- **EXERCISE AIM**:
Leave the pictures out and transcribe every record exactly.

= Beginning of Section =

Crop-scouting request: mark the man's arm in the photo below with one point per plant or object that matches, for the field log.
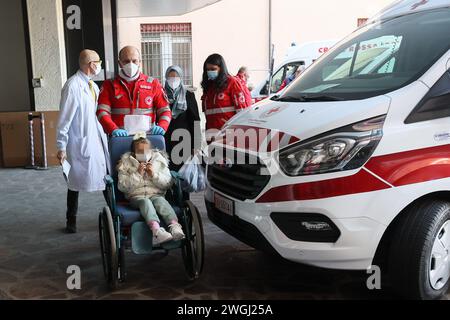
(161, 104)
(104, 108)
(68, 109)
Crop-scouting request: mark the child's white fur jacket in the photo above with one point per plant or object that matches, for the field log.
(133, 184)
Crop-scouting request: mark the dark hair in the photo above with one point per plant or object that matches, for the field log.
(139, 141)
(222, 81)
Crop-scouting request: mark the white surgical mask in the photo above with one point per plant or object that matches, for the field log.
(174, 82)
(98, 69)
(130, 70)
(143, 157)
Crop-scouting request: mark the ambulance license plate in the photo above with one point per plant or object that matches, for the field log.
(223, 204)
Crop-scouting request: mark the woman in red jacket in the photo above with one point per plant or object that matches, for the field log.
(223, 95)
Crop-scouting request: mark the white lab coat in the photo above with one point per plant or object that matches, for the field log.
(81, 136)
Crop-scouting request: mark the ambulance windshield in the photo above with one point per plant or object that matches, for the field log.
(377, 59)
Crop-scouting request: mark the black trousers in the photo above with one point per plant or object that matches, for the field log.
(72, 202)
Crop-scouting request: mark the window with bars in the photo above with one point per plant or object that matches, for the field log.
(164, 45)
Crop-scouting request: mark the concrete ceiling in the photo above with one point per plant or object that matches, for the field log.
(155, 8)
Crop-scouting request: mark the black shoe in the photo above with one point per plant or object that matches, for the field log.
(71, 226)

= End of Section =

- **RESPONSE**:
Crop-scouting request: mark the man's arm in the photo below with one point per plant or object that matches, for the field log.
(161, 104)
(104, 108)
(68, 109)
Crop-scouting request: mark the child's white fur jacket in the photo above with one point per plant or object that matches, for the field log.
(133, 184)
Crop-scouting request: mark the dark hair in the photo above with one point per plant or object that matches, for the field log.
(139, 141)
(222, 81)
Crop-scouting request: mark the white surgical mask in the photo above with one point per plant or object that matches, for the field log.
(174, 82)
(98, 69)
(130, 70)
(143, 157)
Crop-scouting request: mark the ambulance license plate in the photo above with one point per plant or object that matches, for the field log.
(223, 204)
Crop-scouting request: mark the woman in red jacket in the photo above with one point per plant or object that matches, for the field log.
(223, 95)
Crop-scouting request: mark the white lab coat in the photo above with one point per plant or object that matches, for the field log.
(81, 136)
Crop-scouting request: mark the ambulance windshield in the photo above with one point per plant or object that matches, for the field log.
(377, 59)
Crop-scouting request: mark the black trousers in the photo above with one point per plant or object that matches, for the field log.
(72, 202)
Crop-scouting request: mark the window with bars in the photo above with one point per plant or object that matches, for the field log.
(164, 45)
Crop-scouting request: mark the concrete ceiling in the photo above with one point per plant or object that matches, for the field log.
(155, 8)
Crop-scouting request: mark the black shoe in the photo above with one point per plant or object that matches, for the field log.
(71, 226)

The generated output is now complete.